■ **Exercise objective**
Go to the line that contains "Where can you spot the boulder" and extract it along with every line after it, exactly, through the end of the data below.

(Pointing dataset records)
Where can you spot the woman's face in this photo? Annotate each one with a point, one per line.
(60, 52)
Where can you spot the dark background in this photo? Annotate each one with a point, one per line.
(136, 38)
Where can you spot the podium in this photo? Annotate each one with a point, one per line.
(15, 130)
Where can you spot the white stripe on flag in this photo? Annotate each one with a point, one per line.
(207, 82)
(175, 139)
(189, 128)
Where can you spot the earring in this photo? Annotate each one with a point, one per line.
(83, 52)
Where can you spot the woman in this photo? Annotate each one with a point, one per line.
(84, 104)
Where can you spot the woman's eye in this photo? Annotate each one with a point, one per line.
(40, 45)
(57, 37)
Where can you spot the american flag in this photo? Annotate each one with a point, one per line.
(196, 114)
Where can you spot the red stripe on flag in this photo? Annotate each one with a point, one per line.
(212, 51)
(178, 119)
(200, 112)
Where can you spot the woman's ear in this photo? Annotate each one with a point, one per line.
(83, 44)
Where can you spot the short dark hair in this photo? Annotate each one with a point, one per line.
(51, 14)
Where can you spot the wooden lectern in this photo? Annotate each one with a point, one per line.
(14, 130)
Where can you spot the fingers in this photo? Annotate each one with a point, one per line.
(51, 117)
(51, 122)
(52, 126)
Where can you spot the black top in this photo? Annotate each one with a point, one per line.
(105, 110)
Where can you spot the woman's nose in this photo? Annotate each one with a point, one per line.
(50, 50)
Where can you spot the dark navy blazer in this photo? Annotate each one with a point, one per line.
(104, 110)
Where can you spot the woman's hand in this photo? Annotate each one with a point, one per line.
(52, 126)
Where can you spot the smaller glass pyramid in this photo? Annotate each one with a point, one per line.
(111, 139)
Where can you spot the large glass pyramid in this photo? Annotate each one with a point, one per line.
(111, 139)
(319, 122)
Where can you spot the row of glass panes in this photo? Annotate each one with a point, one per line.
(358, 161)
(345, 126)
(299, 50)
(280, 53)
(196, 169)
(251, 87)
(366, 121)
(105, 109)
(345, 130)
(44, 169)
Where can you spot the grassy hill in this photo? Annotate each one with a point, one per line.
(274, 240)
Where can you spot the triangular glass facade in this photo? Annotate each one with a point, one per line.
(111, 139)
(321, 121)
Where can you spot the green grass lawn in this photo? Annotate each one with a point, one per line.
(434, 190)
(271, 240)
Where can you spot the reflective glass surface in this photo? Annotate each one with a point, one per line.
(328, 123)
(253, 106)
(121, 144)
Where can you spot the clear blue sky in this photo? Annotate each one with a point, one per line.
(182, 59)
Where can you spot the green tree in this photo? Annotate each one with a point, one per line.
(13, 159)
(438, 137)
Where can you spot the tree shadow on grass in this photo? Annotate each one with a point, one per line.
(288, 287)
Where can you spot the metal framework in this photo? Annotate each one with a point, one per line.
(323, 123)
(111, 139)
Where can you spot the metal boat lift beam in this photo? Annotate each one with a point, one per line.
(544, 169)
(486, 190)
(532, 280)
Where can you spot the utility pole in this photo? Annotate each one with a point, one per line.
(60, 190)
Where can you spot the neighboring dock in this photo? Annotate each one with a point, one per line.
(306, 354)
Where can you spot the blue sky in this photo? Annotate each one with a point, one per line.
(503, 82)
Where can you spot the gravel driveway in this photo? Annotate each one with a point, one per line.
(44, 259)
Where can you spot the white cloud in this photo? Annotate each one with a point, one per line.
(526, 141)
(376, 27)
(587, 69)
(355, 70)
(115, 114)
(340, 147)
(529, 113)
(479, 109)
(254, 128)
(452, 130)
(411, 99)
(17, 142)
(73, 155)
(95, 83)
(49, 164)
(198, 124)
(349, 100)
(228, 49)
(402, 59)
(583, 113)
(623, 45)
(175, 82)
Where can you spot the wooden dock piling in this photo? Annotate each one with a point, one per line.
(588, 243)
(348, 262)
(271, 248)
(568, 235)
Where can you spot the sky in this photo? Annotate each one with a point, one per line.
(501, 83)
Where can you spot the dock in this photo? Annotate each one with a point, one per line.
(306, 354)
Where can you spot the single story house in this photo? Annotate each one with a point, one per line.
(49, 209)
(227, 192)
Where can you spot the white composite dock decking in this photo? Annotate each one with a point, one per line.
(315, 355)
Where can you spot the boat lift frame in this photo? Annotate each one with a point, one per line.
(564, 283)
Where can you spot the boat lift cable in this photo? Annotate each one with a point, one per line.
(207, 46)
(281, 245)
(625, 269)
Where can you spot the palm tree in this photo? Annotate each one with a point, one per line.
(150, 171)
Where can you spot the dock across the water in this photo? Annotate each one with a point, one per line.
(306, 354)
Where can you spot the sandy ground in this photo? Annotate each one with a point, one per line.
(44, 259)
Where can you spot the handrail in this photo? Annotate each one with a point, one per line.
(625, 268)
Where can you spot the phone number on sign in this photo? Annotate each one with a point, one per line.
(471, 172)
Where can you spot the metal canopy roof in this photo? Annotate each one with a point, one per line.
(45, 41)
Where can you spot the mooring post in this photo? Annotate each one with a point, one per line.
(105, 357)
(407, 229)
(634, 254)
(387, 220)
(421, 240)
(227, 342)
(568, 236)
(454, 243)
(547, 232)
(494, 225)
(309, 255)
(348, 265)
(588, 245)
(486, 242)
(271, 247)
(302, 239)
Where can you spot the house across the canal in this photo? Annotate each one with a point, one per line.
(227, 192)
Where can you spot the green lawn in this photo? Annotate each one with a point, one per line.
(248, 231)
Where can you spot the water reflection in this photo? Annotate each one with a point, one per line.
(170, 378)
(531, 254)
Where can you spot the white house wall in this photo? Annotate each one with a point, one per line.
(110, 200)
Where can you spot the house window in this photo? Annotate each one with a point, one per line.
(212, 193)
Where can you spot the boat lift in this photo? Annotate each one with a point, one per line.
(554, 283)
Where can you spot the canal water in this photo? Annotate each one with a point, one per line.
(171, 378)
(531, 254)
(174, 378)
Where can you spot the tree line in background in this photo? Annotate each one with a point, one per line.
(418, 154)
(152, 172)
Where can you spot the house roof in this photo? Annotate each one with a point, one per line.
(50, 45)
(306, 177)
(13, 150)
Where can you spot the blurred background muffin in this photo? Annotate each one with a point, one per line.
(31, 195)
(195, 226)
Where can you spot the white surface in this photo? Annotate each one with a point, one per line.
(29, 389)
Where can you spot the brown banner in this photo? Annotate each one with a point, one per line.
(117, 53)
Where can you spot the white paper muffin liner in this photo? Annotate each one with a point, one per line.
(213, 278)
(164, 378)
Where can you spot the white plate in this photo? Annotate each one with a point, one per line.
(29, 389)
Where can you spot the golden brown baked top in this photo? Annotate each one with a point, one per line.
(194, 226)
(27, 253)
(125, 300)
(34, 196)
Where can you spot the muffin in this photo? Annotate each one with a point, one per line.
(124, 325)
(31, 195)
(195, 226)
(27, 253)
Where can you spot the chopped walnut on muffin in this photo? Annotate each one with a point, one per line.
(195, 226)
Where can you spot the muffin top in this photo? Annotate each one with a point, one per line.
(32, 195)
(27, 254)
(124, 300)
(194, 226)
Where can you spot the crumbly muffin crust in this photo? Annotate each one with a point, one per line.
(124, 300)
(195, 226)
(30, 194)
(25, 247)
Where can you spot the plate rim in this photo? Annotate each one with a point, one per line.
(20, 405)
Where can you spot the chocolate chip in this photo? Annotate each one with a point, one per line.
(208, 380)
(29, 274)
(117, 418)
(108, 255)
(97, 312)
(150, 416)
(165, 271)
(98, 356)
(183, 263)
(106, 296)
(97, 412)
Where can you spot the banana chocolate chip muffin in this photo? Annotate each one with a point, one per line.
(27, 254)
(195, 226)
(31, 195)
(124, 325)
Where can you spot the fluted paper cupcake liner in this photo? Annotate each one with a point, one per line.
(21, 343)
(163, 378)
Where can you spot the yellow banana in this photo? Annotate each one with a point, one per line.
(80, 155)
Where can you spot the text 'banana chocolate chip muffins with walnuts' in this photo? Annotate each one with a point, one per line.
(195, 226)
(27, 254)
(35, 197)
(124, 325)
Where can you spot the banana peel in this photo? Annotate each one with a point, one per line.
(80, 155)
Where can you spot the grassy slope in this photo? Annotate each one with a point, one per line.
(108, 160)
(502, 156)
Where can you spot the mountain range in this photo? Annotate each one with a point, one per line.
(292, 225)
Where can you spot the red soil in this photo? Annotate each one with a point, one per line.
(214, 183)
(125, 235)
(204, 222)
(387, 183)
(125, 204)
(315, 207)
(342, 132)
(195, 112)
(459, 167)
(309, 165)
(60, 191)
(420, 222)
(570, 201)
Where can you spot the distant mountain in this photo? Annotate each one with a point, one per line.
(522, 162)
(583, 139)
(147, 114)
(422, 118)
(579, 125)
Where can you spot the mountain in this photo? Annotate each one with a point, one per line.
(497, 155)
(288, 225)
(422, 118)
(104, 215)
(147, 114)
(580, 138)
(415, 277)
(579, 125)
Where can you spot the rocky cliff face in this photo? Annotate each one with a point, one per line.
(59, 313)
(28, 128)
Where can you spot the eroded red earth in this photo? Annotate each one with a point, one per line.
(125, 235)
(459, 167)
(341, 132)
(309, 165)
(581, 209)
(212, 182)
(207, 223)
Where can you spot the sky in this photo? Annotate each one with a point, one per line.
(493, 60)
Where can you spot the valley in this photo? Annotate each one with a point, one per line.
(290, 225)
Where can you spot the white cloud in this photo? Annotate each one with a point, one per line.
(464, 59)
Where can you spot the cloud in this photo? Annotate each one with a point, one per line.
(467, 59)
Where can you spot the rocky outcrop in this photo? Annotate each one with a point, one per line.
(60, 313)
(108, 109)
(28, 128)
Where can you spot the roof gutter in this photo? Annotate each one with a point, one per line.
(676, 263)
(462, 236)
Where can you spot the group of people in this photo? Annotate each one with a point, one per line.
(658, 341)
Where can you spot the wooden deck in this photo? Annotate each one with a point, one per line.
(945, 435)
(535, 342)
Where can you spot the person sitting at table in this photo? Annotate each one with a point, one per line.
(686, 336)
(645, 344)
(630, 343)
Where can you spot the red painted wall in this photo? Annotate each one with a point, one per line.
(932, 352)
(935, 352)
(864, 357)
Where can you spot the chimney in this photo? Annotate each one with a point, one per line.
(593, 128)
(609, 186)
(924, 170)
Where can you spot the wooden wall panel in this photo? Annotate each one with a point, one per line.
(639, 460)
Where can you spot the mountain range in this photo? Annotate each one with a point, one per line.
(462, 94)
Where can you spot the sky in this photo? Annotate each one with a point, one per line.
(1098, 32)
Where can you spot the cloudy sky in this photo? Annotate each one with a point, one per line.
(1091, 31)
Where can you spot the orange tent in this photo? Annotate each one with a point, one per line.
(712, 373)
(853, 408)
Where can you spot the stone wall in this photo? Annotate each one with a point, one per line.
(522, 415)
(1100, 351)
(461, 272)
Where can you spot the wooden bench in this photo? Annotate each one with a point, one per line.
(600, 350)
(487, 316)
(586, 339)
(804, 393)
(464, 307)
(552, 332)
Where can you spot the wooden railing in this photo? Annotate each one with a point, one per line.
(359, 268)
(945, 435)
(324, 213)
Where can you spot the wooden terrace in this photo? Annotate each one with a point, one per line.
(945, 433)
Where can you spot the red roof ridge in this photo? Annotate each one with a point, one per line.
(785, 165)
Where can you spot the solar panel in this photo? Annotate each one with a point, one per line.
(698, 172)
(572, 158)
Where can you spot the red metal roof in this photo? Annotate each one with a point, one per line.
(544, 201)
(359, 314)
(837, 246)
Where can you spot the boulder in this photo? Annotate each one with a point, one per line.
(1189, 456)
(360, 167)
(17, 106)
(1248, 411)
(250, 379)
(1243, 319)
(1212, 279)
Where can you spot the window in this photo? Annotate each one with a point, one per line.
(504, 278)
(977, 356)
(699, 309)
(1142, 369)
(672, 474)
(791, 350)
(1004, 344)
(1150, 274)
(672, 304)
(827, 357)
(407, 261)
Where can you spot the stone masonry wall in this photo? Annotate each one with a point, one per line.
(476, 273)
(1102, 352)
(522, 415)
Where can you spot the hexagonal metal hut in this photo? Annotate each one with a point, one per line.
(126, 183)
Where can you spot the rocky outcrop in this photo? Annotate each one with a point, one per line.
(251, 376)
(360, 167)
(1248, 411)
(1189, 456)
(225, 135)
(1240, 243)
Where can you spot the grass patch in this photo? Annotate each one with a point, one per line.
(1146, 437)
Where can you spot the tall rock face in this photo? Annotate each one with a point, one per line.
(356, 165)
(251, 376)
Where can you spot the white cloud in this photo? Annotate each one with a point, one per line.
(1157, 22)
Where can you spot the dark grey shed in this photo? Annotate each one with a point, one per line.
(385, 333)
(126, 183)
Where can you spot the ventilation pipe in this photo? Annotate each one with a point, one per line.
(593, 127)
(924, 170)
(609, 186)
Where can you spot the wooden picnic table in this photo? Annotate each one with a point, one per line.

■ **Final result**
Where can you spot the boulder in this photo? Annotate each one with a point, one per line.
(1189, 456)
(360, 167)
(17, 106)
(1248, 411)
(250, 379)
(1243, 319)
(1212, 279)
Where can you spot the window in this photo? Annotate each one with a point, one per line.
(504, 278)
(977, 356)
(699, 309)
(1142, 369)
(672, 474)
(791, 350)
(1004, 344)
(1150, 274)
(672, 304)
(827, 357)
(407, 261)
Where can you spot the stone masonry wall in this photo? Annotate each one with a point, one per line.
(476, 273)
(1102, 352)
(522, 415)
Where can you spot the hexagonal metal hut in this photo? Annotate each one with a point, one per line.
(126, 183)
Where can you spot the rocky outcrop in this photo? Annotate each one with a point, one per line.
(251, 376)
(360, 167)
(1248, 411)
(1189, 456)
(225, 135)
(1240, 243)
Where can you spot the grass patch in this photo? Annotate each one with a point, one per line.
(1146, 437)
Where can you spot the tall rock face in this photo? Annotate each one with a point, one per line.
(356, 165)
(251, 376)
Where can you spot the white cloud in this photo? Annotate each one with a point, one per line.
(1157, 22)
Where can you spot the dark grey shed in this photo? Annotate each one with a point, one per line.
(385, 333)
(126, 183)
Where can you spot the ventilation pipe in this photo? Annotate each one with a point, one per line.
(593, 127)
(924, 170)
(609, 186)
Where can you spot the wooden picnic table in this photo? Annotate each one with a point, one per line.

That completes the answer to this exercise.